[Object point labels]
============
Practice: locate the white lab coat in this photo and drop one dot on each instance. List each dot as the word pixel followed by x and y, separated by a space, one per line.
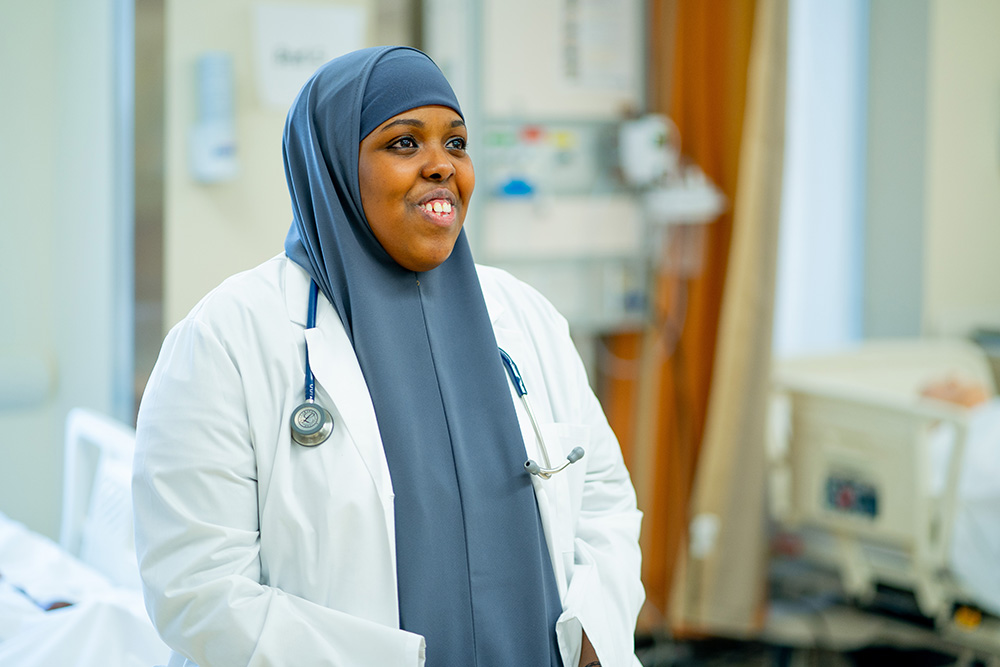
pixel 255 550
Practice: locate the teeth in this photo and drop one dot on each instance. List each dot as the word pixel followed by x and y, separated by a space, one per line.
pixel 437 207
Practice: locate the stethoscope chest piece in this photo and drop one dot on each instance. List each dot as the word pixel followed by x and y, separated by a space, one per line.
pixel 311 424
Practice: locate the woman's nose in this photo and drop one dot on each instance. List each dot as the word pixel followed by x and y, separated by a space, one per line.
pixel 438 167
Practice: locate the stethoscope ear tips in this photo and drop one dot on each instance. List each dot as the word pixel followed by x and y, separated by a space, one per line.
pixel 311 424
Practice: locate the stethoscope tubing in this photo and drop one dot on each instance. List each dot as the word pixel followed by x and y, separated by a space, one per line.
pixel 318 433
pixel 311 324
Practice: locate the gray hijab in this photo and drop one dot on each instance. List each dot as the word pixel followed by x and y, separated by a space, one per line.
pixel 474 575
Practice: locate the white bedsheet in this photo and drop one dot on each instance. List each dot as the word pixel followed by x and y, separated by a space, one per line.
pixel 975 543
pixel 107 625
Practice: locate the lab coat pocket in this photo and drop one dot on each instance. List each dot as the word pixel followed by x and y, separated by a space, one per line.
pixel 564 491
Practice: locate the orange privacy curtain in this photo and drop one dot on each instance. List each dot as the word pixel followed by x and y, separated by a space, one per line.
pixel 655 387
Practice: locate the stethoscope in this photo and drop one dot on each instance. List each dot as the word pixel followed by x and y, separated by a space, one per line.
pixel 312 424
============
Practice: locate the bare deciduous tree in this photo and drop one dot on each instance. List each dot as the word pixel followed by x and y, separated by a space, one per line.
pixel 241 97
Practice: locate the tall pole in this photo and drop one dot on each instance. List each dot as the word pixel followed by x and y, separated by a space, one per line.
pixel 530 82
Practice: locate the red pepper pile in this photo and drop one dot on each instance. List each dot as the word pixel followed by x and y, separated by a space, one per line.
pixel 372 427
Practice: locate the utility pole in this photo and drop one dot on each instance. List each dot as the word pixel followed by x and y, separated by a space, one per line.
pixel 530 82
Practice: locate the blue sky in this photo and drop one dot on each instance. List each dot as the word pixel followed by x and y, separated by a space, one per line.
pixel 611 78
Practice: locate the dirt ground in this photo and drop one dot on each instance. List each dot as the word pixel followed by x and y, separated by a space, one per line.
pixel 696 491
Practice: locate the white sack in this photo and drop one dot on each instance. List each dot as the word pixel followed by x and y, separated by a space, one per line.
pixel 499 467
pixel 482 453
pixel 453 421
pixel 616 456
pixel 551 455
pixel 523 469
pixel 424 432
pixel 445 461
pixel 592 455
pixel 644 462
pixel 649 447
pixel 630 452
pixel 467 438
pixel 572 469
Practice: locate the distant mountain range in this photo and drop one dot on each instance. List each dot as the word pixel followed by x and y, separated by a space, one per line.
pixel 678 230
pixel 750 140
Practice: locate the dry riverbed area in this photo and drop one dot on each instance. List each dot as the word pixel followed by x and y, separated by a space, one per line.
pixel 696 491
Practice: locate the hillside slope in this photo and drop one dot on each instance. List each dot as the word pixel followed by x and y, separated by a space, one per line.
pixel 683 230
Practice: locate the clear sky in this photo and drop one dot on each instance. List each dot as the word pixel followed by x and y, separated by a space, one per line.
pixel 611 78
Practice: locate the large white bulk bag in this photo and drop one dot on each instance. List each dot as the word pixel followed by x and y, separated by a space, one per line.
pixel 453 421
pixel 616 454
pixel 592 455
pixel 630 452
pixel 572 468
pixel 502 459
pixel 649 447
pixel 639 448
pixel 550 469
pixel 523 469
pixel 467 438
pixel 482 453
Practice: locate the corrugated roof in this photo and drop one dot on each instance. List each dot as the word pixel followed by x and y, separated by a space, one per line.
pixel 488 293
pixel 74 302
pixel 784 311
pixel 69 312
============
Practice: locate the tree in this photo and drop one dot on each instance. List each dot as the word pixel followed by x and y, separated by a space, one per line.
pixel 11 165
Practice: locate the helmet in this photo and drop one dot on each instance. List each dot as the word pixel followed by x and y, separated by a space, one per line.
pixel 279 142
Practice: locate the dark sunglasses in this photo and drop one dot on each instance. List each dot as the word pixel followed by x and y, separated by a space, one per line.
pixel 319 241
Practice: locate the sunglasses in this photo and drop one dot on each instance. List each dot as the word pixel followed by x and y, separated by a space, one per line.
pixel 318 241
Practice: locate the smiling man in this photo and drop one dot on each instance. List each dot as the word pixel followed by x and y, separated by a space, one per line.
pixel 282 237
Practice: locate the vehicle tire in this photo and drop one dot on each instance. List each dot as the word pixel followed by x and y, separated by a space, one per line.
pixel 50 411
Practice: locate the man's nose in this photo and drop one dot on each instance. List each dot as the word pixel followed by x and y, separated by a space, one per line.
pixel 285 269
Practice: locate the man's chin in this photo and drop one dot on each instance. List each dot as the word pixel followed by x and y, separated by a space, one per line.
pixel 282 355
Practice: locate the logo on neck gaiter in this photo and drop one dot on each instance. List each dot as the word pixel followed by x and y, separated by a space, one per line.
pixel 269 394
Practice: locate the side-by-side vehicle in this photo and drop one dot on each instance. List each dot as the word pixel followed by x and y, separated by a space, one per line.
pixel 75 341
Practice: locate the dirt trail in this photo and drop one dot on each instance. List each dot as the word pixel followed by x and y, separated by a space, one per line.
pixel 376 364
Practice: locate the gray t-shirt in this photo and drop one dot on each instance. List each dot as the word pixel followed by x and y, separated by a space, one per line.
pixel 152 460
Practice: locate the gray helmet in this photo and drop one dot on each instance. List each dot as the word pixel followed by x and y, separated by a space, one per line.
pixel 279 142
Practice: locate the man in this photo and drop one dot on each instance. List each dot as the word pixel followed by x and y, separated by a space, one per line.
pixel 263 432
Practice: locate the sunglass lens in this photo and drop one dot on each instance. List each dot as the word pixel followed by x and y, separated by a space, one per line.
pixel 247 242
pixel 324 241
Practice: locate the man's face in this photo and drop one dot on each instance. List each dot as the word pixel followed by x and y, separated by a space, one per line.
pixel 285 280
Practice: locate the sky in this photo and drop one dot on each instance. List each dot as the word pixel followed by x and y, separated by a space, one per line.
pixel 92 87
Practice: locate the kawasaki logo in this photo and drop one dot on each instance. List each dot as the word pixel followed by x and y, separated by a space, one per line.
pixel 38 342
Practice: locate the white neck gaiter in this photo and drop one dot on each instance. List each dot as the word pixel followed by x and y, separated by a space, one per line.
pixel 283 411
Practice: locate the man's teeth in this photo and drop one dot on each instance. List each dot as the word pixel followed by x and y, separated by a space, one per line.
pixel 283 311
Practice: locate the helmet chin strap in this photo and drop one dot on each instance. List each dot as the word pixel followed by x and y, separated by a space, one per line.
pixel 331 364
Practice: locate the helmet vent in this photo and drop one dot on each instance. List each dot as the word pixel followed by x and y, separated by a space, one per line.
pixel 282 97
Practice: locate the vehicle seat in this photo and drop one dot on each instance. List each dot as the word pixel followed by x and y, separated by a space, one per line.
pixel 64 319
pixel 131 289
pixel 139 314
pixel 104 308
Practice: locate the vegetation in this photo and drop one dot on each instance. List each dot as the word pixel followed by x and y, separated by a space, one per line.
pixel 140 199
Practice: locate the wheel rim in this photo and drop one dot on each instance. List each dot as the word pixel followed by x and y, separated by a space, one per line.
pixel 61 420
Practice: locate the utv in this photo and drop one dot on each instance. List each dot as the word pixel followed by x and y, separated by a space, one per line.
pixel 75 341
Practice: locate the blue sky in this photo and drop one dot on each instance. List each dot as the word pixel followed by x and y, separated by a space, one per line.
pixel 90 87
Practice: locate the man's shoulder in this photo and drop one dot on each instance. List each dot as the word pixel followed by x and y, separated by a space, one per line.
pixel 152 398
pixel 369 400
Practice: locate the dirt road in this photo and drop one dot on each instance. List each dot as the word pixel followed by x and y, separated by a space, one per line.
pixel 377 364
============
• EXERCISE TASK:
Can you write out word for word the lines of the records from the one containing "Practice: locate the smiling" through the one containing "pixel 285 269"?

• RESULT BELOW:
Practice: locate the smiling man in this photo and drop one dot on each instance. List each dot as the word pixel followed by x and y, separated by a space, one per line.
pixel 282 237
Practice: locate the vehicle tire in this photo and drop one dot on each instance. List each dot as the word pixel followed by x and y, separated by a space, one per line.
pixel 50 411
Practice: locate the man's nose in this photo and drop one dot on each instance. List each dot as the word pixel followed by x and y, separated by a space, one per line.
pixel 285 269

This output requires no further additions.